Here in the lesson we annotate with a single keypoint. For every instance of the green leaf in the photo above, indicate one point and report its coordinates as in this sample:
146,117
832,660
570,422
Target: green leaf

▸ AIM OF THE EXERCISE: Lines in the material above that include the string "leaf" should be listed.

▸ RESULT:
Here in the lesson we annotate with a single keypoint. For every instance of the green leaf in the photo above, indicate one point and report its coordinates as in this sample:
Target: green leaf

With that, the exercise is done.